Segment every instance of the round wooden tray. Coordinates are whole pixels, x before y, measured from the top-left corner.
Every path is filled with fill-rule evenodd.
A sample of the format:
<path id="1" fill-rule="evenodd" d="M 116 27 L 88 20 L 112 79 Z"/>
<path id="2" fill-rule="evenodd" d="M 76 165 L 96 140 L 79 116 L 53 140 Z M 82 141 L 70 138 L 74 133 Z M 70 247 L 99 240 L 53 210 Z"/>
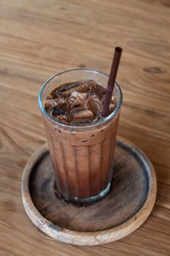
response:
<path id="1" fill-rule="evenodd" d="M 56 197 L 47 146 L 39 148 L 22 177 L 22 198 L 30 219 L 53 238 L 72 244 L 108 243 L 134 231 L 155 203 L 154 168 L 144 153 L 119 138 L 114 161 L 109 193 L 94 205 L 77 208 Z"/>

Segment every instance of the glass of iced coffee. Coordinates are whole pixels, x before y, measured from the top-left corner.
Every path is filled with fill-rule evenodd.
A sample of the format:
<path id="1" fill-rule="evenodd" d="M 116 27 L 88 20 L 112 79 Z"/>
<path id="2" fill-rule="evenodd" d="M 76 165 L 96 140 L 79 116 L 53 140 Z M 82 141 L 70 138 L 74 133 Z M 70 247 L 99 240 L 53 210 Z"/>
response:
<path id="1" fill-rule="evenodd" d="M 115 83 L 108 116 L 102 117 L 108 78 L 95 70 L 67 70 L 39 91 L 56 189 L 68 203 L 92 204 L 109 191 L 123 95 Z"/>

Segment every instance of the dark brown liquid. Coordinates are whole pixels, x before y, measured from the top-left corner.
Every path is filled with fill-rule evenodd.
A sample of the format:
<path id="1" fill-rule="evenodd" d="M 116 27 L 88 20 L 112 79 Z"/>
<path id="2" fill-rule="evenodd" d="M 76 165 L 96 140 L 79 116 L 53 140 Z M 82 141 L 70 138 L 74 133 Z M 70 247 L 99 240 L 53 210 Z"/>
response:
<path id="1" fill-rule="evenodd" d="M 101 118 L 105 91 L 92 80 L 68 83 L 54 89 L 45 102 L 46 111 L 57 121 L 52 122 L 44 116 L 57 187 L 68 201 L 70 197 L 97 195 L 111 181 L 119 112 L 97 127 L 87 126 Z M 115 106 L 115 98 L 111 112 Z M 59 123 L 69 125 L 69 129 Z M 82 129 L 77 130 L 73 125 Z"/>
<path id="2" fill-rule="evenodd" d="M 45 108 L 55 120 L 69 125 L 85 125 L 101 119 L 106 89 L 93 80 L 66 83 L 47 97 Z M 116 107 L 112 97 L 109 113 Z"/>

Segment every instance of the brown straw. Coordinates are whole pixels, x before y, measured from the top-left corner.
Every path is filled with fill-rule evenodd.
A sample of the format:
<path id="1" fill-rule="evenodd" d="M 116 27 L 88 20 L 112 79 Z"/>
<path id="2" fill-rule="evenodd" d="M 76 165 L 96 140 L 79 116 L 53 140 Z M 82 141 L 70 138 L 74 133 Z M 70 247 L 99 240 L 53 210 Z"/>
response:
<path id="1" fill-rule="evenodd" d="M 102 108 L 101 116 L 104 117 L 108 115 L 109 110 L 109 105 L 112 99 L 112 91 L 115 87 L 121 54 L 122 48 L 120 47 L 116 47 L 110 70 L 109 78 L 107 86 L 107 92 L 104 97 L 104 106 Z"/>

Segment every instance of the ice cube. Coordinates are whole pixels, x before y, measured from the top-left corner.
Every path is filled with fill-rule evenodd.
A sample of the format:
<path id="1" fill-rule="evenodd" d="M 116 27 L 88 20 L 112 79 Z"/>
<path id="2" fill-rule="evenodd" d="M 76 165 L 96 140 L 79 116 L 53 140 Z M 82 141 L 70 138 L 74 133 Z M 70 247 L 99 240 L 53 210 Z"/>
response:
<path id="1" fill-rule="evenodd" d="M 93 117 L 93 113 L 88 109 L 82 111 L 71 111 L 70 116 L 72 119 L 87 119 Z"/>
<path id="2" fill-rule="evenodd" d="M 44 103 L 45 109 L 47 112 L 50 112 L 56 105 L 57 103 L 54 99 L 47 99 Z"/>

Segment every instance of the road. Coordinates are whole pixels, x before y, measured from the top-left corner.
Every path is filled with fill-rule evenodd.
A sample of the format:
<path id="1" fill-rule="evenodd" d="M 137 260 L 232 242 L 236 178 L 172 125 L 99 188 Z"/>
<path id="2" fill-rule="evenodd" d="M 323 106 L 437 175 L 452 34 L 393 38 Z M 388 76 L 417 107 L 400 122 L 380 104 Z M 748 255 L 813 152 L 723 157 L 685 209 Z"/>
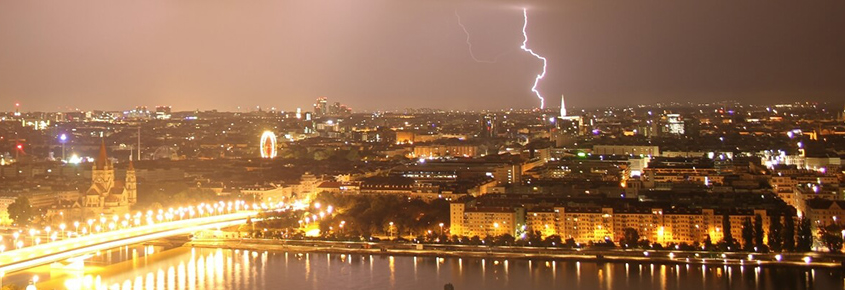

Task to complete >> Turn the material above into a numbered list with one item per line. Skip the blank lines and leave out the pictures.

Full output >>
1. Segment every instance of the round wooden tray. Coordinates are whole pixels, x before y, measured from the top-left corner.
2. Every path is filled with fill-rule evenodd.
3. A sample of the format:
4. <path id="1" fill-rule="evenodd" d="M 116 27 L 88 20 L 112 79 Z"/>
5. <path id="2" fill-rule="evenodd" d="M 76 165 L 96 140 L 79 116 L 53 140 Z M 82 141 L 70 138 L 74 133 Z M 70 247 L 99 240 L 53 210 Z"/>
6. response:
7. <path id="1" fill-rule="evenodd" d="M 56 197 L 47 146 L 39 148 L 22 177 L 22 198 L 30 219 L 53 238 L 72 244 L 108 243 L 134 231 L 155 203 L 154 168 L 144 153 L 119 138 L 114 161 L 109 193 L 94 205 L 77 208 Z"/>
8. Segment every instance of the glass of iced coffee. Coordinates are whole pixels, x before y, measured from the top-left corner.
9. Every path is filled with fill-rule evenodd.
10. A sample of the format:
11. <path id="1" fill-rule="evenodd" d="M 116 27 L 88 20 L 112 79 Z"/>
12. <path id="2" fill-rule="evenodd" d="M 76 165 L 96 140 L 79 116 L 53 140 Z M 82 141 L 70 138 L 74 133 Z M 70 247 L 99 240 L 53 210 Z"/>
13. response:
14. <path id="1" fill-rule="evenodd" d="M 115 83 L 108 116 L 102 117 L 108 78 L 95 70 L 67 70 L 39 91 L 56 189 L 68 203 L 92 204 L 109 191 L 123 95 Z"/>
15. Segment every instance of the dark brown liquid. Coordinates are whole pixels, x before y, measured from the top-left corner.
16. Every path is filled with fill-rule evenodd.
17. A sample of the format:
18. <path id="1" fill-rule="evenodd" d="M 116 27 L 88 20 L 112 79 Z"/>
19. <path id="2" fill-rule="evenodd" d="M 76 165 L 96 140 L 79 116 L 53 140 Z M 82 141 L 70 138 L 74 133 Z M 70 247 L 99 240 L 53 210 Z"/>
20. response:
21. <path id="1" fill-rule="evenodd" d="M 101 118 L 105 91 L 92 80 L 68 83 L 54 89 L 45 102 L 46 111 L 57 121 L 52 122 L 44 116 L 57 187 L 68 201 L 70 197 L 97 195 L 111 181 L 119 112 L 97 127 L 87 126 Z M 115 106 L 115 98 L 111 112 Z M 59 123 L 69 125 L 69 129 Z M 82 129 L 77 130 L 73 125 Z"/>
22. <path id="2" fill-rule="evenodd" d="M 45 108 L 55 120 L 69 125 L 85 125 L 101 119 L 106 89 L 93 80 L 66 83 L 47 97 Z M 116 107 L 112 97 L 109 113 Z"/>
23. Segment every instance of the brown straw. Coordinates are whole pixels, x before y, measured from the top-left corner.
24. Every path is filled with fill-rule evenodd.
25. A sample of the format:
26. <path id="1" fill-rule="evenodd" d="M 116 27 L 88 20 L 112 79 Z"/>
27. <path id="2" fill-rule="evenodd" d="M 76 165 L 96 140 L 79 116 L 53 140 Z M 82 141 L 70 138 L 74 133 Z M 70 247 L 99 240 L 53 210 Z"/>
28. response:
29. <path id="1" fill-rule="evenodd" d="M 102 108 L 101 116 L 104 117 L 108 115 L 109 110 L 109 105 L 112 99 L 112 91 L 115 87 L 121 54 L 122 48 L 120 47 L 116 47 L 110 70 L 109 78 L 107 86 L 107 92 L 104 97 L 104 106 Z"/>
30. Segment every instance of the ice cube. Coordinates are whole pixels, x before y, measured from the top-left corner.
31. Every path is filled with fill-rule evenodd.
32. A sample of the format:
33. <path id="1" fill-rule="evenodd" d="M 116 27 L 88 20 L 112 79 Z"/>
34. <path id="2" fill-rule="evenodd" d="M 76 165 L 96 140 L 79 116 L 53 140 Z M 82 141 L 70 138 L 74 133 Z M 70 247 L 99 240 L 53 210 Z"/>
35. response:
36. <path id="1" fill-rule="evenodd" d="M 93 117 L 93 113 L 88 109 L 82 111 L 71 111 L 70 116 L 72 119 L 87 119 Z"/>
37. <path id="2" fill-rule="evenodd" d="M 44 103 L 45 109 L 47 112 L 50 112 L 56 105 L 57 103 L 54 99 L 47 99 Z"/>
38. Segment every instance of the road. Coordinates are whole pixels, x before y, measured from the top-left corner.
39. Every path is filled with fill-rule evenodd.
40. A sample of the format:
41. <path id="1" fill-rule="evenodd" d="M 137 260 L 232 242 L 236 178 L 172 125 L 99 188 Z"/>
42. <path id="2" fill-rule="evenodd" d="M 323 106 L 437 175 L 452 34 L 393 38 Z M 388 76 L 417 107 L 400 122 L 380 104 Z M 748 255 L 813 152 L 723 157 L 685 209 Z"/>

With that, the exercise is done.